A run of records
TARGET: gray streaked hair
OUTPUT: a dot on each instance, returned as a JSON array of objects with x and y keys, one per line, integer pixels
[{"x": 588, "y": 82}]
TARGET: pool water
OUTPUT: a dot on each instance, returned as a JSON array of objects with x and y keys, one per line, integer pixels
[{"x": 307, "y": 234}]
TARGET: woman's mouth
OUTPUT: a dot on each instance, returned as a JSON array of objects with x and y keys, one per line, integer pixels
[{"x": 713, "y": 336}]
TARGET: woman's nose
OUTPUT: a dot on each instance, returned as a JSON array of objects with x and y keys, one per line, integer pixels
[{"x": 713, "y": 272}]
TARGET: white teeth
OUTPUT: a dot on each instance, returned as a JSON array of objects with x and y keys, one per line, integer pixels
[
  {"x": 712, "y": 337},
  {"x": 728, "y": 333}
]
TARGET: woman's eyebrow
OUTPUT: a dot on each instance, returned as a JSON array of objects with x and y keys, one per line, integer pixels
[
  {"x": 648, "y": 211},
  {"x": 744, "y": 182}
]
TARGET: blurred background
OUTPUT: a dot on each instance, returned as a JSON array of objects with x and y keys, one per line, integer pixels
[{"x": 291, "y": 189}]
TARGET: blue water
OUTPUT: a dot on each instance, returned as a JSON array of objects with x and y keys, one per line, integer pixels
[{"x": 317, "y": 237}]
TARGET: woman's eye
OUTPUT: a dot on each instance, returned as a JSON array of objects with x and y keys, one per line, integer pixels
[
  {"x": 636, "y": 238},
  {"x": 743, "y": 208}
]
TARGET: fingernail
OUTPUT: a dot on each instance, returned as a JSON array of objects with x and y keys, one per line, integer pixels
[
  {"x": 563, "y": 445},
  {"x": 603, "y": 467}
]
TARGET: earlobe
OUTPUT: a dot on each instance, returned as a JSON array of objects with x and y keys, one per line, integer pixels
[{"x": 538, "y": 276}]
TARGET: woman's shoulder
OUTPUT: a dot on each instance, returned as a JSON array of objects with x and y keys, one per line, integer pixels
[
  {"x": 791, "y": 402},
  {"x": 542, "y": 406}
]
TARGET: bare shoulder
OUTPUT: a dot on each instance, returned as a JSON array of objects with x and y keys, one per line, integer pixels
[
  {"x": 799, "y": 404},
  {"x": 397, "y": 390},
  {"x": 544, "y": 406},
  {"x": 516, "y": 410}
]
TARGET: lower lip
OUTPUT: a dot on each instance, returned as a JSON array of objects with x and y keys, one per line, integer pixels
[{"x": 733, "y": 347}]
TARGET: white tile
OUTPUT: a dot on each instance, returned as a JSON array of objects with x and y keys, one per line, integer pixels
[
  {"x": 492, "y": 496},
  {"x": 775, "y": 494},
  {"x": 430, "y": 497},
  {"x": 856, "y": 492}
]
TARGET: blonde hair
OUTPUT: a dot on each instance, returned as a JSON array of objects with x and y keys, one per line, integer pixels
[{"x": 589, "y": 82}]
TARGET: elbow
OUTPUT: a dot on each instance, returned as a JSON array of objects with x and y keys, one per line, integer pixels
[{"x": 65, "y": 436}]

INSTRUCTIONS TO FOLLOW
Rewrite all of the data above as a Markdown table with the columns Row and Line. Give each line its own numbered row, and skip any blank lines.

SOLUTION FOR THIS TASK
| Row | Line |
|---|---|
| 1 | TARGET: gray streaked hair |
| 2 | OUTPUT: a dot on each instance, returned as a JSON array of objects with x and y keys, one per line, integer pixels |
| 3 | [{"x": 588, "y": 82}] |
| 4 | TARGET: pool water |
| 5 | OUTPUT: a dot on each instance, returned as a JSON array of objects with x and y keys, one per line, integer pixels |
| 6 | [{"x": 307, "y": 234}] |
| 7 | TARGET: woman's mouth |
| 8 | OUTPUT: a dot on each instance, returned as a JSON array of objects with x and y keys, one per line, integer pixels |
| 9 | [{"x": 713, "y": 336}] |
| 10 | TARGET: woman's nose |
| 11 | OUTPUT: a dot on each instance, returned as a JSON array of objects with x and y keys, one per line, integer pixels |
| 12 | [{"x": 713, "y": 272}] |
| 13 | TARGET: white teeth |
| 14 | OUTPUT: a dot on each instance, returned as a JSON array of objects with x and y keys, one per line, integer pixels |
| 15 | [ |
| 16 |   {"x": 712, "y": 337}, |
| 17 |   {"x": 728, "y": 333} |
| 18 | ] |
| 19 | TARGET: woman's eyebrow |
| 20 | OUTPUT: a dot on each instance, returned as a JSON array of objects with x and y keys, one per line, integer pixels |
| 21 | [ |
| 22 |   {"x": 648, "y": 211}, |
| 23 |   {"x": 744, "y": 182} |
| 24 | ] |
| 25 | TARGET: blurred background |
| 26 | OUTPUT: a dot on each instance, returned as a JSON array of objects with x and y keys, one per line, integer pixels |
| 27 | [{"x": 291, "y": 189}] |
| 28 | TARGET: blue water |
| 29 | OUTPUT: a dot on each instance, returned as a JSON array of objects with x and y keys, one per line, integer pixels |
| 30 | [{"x": 317, "y": 237}] |
| 31 | TARGET: woman's eye |
| 32 | OUTPUT: a dot on each instance, returned as a JSON array of objects with x and y keys, one per line, integer pixels |
| 33 | [ |
| 34 |   {"x": 636, "y": 238}, |
| 35 |   {"x": 743, "y": 208} |
| 36 | ] |
| 37 | TARGET: fingernail |
| 38 | OUTPUT: a dot on each instance, returned as a JSON array of objects with x and y keys, one per line, integer pixels |
| 39 | [ |
| 40 |   {"x": 563, "y": 445}, |
| 41 |   {"x": 603, "y": 467} |
| 42 | ] |
| 43 | TARGET: earlobe |
| 44 | OUTPUT: a dot on each instance, returned as a JSON array of objects with x and y keys, one per line, integer pixels |
| 45 | [{"x": 538, "y": 276}] |
| 46 | TARGET: woman's shoulder |
| 47 | OUTPUT: a dot on each instance, returned as a JSON array of objects with x and y keys, one per line, integer pixels |
| 48 | [ |
| 49 |   {"x": 791, "y": 402}, |
| 50 |   {"x": 542, "y": 406} |
| 51 | ] |
| 52 | TARGET: bare shoulder |
| 53 | OUTPUT: a dot on each instance, returned as a JSON array of objects with x and y keys, one per line, integer pixels |
| 54 | [ |
| 55 |   {"x": 799, "y": 404}, |
| 56 |   {"x": 397, "y": 390}, |
| 57 |   {"x": 544, "y": 406}, |
| 58 |   {"x": 516, "y": 410} |
| 59 | ] |
| 60 | TARGET: lower lip |
| 61 | OUTPUT: a dot on each instance, returned as a JSON array of objects with x and y keys, one per line, integer pixels |
| 62 | [{"x": 733, "y": 347}] |
| 63 | TARGET: white tile |
| 64 | OUTPUT: a dot on each instance, returned as a JSON array of objects with x and y keys, one per line, integer pixels |
| 65 | [ |
| 66 |   {"x": 492, "y": 496}, |
| 67 |   {"x": 775, "y": 494}, |
| 68 |   {"x": 430, "y": 497}, |
| 69 |   {"x": 856, "y": 492} |
| 70 | ] |
| 71 | TARGET: blonde hair |
| 72 | OUTPUT: a dot on each instance, returned as a JSON array of objects with x and y keys, one per line, integer pixels |
| 73 | [{"x": 589, "y": 82}] |
| 74 | TARGET: elbow |
| 75 | OUTPUT: a dot on each instance, returned as a JSON array of objects with x and y keys, one per line, integer pixels |
| 76 | [{"x": 65, "y": 436}] |